● Do this
Reproduce the material below unchanged, from the line with "[spot] the snow drift, one" to the line with "(1037, 710)", both of those lines included.

-- Begin Entries shown --

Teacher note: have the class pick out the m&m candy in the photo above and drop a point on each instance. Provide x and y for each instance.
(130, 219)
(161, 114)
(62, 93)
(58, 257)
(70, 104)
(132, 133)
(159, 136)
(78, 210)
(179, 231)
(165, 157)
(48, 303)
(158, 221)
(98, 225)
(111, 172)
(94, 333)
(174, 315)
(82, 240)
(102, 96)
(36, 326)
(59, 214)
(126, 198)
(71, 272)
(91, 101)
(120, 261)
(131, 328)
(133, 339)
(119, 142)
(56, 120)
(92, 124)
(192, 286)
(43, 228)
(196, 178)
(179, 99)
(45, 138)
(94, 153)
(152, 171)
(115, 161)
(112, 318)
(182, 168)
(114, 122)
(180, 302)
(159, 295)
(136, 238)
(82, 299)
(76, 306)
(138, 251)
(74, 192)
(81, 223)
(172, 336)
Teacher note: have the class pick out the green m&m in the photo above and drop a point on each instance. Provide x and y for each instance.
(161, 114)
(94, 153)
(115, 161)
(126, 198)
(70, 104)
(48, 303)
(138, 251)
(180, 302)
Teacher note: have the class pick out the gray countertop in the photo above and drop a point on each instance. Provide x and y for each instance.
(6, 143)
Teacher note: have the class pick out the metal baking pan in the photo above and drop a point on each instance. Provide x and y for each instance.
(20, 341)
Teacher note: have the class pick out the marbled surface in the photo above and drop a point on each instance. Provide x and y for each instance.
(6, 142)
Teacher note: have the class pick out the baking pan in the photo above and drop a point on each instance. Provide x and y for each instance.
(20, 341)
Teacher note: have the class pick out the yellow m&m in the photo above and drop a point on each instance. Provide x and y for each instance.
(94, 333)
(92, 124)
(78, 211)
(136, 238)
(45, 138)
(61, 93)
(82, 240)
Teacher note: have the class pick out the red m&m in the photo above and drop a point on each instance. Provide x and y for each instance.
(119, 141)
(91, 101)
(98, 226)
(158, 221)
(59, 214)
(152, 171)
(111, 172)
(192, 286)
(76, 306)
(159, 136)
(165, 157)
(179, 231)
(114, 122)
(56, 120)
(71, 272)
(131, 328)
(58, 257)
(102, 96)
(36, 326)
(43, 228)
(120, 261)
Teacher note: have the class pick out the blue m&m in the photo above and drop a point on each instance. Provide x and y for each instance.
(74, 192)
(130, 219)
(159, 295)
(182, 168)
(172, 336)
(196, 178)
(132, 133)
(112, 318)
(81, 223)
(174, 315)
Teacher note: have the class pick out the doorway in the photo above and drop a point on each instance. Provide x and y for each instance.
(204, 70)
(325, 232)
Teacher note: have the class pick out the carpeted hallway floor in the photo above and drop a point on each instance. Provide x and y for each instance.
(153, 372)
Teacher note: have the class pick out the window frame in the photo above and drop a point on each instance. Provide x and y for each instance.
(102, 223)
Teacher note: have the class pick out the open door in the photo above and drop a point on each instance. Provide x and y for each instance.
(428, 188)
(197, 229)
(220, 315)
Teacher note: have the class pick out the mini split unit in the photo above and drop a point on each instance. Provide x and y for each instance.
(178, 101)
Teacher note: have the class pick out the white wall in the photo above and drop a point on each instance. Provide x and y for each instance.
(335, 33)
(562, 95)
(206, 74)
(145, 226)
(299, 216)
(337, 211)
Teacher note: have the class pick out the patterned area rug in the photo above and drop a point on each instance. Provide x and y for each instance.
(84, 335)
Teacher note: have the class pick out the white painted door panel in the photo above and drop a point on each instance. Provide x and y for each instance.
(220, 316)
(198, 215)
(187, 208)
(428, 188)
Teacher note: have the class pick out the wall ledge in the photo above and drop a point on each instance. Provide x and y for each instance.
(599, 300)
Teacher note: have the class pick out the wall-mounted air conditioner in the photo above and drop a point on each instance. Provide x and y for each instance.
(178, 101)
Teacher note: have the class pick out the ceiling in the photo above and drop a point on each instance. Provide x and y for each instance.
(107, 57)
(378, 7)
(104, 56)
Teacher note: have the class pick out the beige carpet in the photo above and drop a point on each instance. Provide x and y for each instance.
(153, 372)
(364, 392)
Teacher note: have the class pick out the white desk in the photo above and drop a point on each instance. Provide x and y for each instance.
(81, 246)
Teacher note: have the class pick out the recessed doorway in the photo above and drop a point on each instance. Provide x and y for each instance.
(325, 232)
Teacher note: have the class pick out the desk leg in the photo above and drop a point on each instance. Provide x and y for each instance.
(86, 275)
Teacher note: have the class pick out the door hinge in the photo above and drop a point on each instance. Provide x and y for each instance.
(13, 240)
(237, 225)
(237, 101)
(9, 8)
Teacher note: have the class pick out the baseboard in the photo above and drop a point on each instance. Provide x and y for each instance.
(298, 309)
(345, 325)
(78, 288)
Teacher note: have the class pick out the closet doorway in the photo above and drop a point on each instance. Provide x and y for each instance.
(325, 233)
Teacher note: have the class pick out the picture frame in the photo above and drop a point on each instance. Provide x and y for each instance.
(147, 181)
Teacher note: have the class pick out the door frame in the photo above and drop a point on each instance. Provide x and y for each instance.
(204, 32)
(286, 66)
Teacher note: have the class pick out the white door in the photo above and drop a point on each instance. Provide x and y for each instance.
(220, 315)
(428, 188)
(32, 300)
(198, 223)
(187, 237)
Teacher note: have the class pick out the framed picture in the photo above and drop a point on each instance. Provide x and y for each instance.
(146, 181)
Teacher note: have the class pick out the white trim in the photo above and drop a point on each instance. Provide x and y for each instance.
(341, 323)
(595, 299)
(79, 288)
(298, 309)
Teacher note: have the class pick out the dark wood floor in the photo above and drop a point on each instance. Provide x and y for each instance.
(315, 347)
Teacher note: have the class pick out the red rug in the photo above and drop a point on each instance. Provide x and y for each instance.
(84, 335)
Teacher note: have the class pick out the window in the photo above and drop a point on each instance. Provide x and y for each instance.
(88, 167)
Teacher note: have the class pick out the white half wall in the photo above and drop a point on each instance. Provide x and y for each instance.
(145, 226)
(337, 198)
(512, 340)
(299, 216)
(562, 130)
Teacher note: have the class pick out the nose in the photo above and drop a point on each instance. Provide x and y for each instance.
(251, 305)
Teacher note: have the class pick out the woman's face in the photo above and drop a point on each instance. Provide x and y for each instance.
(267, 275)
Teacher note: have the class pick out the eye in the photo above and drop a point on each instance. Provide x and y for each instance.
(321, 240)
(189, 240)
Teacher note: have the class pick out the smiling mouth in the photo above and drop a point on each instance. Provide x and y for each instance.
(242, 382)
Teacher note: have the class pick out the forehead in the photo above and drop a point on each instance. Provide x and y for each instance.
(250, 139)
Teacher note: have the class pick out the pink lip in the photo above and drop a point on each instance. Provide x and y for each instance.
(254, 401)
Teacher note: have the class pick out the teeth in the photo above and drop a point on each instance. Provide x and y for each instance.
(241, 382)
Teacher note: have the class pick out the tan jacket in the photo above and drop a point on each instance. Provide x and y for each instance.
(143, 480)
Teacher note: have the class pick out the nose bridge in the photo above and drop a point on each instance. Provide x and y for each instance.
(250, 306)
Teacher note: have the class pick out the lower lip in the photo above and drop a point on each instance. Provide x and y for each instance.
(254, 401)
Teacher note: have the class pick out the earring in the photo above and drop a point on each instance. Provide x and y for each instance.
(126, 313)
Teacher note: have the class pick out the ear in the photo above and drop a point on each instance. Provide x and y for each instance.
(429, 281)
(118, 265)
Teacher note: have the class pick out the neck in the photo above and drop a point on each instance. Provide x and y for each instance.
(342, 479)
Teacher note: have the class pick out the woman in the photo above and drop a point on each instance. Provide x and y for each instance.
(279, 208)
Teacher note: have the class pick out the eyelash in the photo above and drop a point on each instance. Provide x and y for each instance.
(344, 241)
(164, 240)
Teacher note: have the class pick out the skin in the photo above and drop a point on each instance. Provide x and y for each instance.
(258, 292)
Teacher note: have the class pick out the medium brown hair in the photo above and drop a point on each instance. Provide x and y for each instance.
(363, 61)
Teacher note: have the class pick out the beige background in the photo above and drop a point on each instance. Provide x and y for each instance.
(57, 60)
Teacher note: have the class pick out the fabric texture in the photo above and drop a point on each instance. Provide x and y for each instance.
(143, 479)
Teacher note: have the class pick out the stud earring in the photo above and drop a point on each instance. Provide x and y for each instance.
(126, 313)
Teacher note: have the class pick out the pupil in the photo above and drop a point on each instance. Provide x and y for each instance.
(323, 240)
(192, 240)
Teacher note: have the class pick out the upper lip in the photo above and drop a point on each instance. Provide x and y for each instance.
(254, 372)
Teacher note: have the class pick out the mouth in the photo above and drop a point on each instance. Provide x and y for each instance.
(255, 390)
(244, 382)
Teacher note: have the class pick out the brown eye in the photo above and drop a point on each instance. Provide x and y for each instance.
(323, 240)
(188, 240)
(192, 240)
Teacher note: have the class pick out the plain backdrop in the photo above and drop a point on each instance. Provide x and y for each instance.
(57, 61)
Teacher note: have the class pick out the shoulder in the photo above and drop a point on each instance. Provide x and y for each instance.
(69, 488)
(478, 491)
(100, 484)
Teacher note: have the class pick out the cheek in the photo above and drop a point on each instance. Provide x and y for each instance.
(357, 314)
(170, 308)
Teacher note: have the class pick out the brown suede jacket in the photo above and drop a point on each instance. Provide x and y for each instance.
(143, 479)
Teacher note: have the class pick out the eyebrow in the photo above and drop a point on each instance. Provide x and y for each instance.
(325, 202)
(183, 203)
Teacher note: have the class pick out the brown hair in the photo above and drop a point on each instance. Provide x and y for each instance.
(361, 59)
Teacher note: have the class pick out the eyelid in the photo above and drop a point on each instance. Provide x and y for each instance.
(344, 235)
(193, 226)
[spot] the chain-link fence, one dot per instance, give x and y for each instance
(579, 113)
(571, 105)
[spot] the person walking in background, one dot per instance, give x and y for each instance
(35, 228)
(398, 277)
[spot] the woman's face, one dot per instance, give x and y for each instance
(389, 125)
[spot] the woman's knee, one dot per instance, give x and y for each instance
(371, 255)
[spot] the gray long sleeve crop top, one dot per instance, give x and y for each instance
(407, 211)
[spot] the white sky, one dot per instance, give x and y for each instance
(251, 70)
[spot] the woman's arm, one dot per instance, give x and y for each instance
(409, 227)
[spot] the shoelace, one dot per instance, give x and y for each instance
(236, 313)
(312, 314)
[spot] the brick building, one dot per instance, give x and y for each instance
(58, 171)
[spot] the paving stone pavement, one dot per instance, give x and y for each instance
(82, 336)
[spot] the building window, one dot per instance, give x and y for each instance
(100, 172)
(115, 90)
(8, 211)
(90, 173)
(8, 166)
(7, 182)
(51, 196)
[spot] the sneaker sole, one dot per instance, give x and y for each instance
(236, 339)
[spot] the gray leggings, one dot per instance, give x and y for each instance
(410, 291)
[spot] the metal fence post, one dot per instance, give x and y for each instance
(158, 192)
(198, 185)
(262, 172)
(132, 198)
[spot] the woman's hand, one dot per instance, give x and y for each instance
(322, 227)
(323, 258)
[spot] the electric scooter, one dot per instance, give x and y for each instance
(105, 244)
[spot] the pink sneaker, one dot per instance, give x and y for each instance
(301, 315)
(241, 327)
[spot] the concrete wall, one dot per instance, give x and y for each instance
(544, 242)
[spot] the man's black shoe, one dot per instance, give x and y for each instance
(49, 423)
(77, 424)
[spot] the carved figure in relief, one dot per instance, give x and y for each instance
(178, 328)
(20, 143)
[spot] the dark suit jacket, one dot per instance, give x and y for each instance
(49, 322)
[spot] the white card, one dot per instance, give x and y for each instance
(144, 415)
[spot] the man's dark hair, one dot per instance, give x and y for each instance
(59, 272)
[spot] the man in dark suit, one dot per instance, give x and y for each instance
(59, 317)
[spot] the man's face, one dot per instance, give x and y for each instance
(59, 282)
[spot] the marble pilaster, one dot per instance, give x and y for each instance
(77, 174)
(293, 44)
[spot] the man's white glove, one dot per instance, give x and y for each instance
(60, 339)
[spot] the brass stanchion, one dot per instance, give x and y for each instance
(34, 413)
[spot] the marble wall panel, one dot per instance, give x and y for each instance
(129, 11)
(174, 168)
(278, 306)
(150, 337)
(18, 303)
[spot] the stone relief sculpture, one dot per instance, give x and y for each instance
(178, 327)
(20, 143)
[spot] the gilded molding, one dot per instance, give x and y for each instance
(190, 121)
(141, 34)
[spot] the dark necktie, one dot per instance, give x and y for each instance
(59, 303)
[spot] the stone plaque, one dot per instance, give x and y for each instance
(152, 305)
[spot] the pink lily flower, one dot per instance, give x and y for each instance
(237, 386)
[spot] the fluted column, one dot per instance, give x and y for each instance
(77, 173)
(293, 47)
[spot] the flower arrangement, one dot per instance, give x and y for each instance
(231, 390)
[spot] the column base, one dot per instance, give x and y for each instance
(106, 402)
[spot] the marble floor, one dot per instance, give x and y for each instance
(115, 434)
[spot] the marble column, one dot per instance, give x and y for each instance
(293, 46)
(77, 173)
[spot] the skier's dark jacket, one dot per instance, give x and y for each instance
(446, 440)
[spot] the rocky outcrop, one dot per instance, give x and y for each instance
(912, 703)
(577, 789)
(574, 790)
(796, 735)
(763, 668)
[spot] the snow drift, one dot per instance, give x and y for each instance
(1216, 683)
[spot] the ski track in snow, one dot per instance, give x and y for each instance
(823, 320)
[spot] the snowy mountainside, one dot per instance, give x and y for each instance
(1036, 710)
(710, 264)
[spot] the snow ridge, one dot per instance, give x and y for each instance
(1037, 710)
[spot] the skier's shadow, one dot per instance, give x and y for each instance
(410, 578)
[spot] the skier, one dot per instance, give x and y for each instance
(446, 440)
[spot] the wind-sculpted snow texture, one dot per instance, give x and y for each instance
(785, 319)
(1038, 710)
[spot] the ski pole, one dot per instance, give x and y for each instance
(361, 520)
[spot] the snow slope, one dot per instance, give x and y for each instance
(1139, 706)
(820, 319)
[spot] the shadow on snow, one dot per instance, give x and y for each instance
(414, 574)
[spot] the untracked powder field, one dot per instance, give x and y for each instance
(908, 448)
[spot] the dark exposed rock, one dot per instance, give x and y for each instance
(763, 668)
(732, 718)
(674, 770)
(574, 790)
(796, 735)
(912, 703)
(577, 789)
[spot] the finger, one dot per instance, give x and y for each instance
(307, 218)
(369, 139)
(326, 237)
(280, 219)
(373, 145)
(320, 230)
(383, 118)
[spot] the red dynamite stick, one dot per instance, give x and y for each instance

-- End Entries shown --

● Full answer
[spot] the snow drift, one dot per instance, give x and y for each instance
(1216, 683)
[spot] the ski track in snow, one dot per instance, give x and y for each instance
(823, 320)
[spot] the snowy mountainside, one dot per instance, give x and y for each instance
(1036, 710)
(710, 264)
[spot] the snow ridge, one dot per instance, give x and y for each instance
(1037, 710)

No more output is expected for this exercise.